→ **EXCERPTED RECORDS**:
● ● ● ● ● ● ●
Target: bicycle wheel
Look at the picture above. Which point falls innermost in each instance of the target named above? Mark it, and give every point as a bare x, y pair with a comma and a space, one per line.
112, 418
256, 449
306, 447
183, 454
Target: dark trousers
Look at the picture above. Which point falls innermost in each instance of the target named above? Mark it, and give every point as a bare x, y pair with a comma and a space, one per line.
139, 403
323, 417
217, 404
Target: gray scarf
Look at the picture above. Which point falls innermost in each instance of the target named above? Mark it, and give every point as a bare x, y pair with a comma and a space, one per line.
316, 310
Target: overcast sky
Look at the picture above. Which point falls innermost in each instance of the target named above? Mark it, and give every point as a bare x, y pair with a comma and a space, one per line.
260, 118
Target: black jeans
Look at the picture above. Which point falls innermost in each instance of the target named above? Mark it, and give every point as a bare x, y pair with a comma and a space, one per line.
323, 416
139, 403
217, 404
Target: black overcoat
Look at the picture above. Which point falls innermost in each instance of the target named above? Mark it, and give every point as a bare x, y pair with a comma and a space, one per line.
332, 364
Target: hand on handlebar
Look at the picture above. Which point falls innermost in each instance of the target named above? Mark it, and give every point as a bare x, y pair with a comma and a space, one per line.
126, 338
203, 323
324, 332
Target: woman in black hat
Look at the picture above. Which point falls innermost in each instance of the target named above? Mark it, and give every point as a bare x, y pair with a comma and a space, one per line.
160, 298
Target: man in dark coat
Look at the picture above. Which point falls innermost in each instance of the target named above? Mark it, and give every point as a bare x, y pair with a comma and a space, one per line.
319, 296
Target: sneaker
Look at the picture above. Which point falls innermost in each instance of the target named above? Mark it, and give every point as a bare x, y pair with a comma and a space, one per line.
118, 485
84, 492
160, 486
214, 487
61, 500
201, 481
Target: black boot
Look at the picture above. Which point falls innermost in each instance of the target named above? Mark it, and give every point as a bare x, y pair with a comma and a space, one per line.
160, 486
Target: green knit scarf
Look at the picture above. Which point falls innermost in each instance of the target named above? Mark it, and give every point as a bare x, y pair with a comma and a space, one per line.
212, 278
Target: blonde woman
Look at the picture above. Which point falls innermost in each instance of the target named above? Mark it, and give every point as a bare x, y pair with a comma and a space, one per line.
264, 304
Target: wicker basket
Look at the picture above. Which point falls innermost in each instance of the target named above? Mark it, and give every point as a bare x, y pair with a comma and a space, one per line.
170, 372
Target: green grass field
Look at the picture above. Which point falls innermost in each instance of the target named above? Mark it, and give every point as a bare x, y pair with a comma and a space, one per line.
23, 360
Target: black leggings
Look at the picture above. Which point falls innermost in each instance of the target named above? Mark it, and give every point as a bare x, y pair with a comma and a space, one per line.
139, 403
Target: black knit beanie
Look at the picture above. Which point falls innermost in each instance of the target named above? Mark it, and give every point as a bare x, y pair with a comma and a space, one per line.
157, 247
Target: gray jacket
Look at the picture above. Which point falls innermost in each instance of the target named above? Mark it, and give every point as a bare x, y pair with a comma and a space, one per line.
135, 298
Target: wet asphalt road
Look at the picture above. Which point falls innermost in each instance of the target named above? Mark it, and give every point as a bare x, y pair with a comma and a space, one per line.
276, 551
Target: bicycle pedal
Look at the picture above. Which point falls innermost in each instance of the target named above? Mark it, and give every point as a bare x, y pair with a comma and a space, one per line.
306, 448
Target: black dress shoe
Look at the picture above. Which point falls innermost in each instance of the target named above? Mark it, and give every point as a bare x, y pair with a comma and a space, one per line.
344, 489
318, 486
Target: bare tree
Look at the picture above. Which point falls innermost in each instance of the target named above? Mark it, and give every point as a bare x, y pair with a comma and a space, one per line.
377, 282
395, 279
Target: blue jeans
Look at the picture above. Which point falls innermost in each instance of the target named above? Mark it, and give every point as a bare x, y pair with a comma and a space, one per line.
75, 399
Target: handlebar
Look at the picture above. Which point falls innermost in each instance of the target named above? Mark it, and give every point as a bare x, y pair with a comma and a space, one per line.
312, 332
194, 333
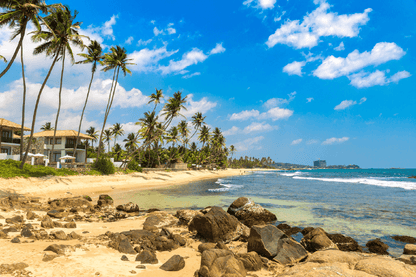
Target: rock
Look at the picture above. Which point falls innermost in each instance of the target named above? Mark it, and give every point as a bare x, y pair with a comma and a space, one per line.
147, 257
57, 214
128, 208
15, 240
59, 249
406, 239
385, 267
70, 225
377, 246
408, 259
317, 240
249, 213
409, 249
251, 261
185, 216
217, 225
49, 257
345, 243
59, 235
175, 263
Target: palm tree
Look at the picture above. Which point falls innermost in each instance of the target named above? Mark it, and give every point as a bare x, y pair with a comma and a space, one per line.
94, 56
115, 60
107, 138
58, 39
156, 98
47, 127
117, 130
92, 133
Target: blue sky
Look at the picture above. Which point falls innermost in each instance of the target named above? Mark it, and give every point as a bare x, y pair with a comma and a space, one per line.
293, 80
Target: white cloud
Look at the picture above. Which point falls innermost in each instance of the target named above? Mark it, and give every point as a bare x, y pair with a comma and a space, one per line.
144, 42
345, 104
191, 75
259, 127
218, 49
340, 47
294, 68
335, 140
249, 144
261, 4
382, 52
319, 23
129, 40
191, 58
295, 142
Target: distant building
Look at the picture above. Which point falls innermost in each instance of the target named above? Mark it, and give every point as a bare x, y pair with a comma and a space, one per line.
319, 163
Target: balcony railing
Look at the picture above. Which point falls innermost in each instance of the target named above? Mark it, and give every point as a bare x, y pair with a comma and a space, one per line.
10, 140
80, 146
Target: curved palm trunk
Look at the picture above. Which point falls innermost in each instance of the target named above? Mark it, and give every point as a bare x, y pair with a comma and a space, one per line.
24, 102
59, 105
82, 116
36, 109
19, 46
100, 142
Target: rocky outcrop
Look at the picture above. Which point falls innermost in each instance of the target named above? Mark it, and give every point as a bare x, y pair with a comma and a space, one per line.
249, 213
270, 242
217, 225
317, 240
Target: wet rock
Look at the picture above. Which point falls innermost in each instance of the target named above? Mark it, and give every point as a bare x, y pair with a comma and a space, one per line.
175, 263
128, 208
409, 249
317, 240
251, 261
147, 257
378, 247
217, 225
185, 216
249, 213
345, 243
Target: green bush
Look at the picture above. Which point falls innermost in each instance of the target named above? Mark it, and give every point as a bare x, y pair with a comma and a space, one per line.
134, 165
104, 165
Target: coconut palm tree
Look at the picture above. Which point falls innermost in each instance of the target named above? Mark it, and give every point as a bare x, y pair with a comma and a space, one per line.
58, 39
94, 56
47, 127
116, 59
117, 130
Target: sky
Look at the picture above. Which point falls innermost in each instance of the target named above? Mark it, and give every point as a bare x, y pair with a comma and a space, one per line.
296, 81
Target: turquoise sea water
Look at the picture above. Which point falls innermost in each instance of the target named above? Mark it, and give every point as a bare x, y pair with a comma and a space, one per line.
364, 204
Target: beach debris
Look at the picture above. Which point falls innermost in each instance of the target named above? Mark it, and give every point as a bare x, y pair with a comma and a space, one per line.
147, 257
128, 208
270, 242
175, 263
317, 240
217, 225
377, 246
249, 213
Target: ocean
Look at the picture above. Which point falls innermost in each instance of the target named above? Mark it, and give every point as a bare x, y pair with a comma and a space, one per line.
361, 203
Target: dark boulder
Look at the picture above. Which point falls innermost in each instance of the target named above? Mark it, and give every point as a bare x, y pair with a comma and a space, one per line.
217, 225
175, 263
377, 246
249, 213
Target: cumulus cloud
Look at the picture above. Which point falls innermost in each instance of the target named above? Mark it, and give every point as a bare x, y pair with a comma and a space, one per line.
335, 140
294, 68
382, 52
218, 49
295, 142
319, 23
260, 4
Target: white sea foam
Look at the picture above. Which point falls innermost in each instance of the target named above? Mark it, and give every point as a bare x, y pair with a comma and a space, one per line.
366, 181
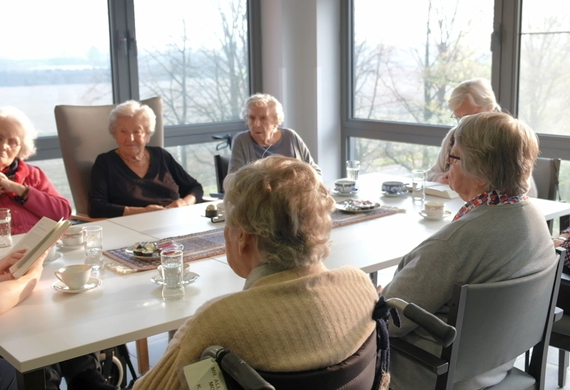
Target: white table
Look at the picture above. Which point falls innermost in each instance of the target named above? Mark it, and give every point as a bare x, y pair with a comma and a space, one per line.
49, 326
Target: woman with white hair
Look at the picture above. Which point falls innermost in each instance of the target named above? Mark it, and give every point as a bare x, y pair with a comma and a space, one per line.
293, 314
264, 114
25, 189
497, 235
470, 97
136, 178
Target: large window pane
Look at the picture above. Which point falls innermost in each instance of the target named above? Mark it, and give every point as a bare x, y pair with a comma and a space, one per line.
198, 160
409, 54
195, 55
53, 52
544, 85
395, 158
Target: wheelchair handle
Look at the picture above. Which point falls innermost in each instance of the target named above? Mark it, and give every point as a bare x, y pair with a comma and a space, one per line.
443, 333
235, 367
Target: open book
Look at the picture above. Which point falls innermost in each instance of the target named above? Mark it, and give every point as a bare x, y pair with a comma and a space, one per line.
43, 235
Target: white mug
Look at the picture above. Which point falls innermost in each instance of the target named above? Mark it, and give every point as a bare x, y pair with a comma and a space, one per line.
74, 276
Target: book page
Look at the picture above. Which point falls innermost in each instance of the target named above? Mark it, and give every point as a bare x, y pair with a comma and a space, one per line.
36, 234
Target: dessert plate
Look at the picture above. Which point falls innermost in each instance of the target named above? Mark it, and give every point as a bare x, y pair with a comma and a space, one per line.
446, 214
189, 277
351, 193
345, 207
155, 254
90, 285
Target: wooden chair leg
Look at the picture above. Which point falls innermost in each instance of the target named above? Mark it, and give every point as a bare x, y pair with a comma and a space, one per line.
562, 367
142, 356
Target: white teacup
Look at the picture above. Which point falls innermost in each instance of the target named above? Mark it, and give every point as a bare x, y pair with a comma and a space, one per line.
434, 209
74, 276
345, 186
73, 236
● ● ● ● ● ● ●
→ **ACTION ITEM**: When a line of the records has the word "gray", pick it out and copy it.

→ **EXERCISE SOLUTION**:
Target: gray scarf
Target: gray jacket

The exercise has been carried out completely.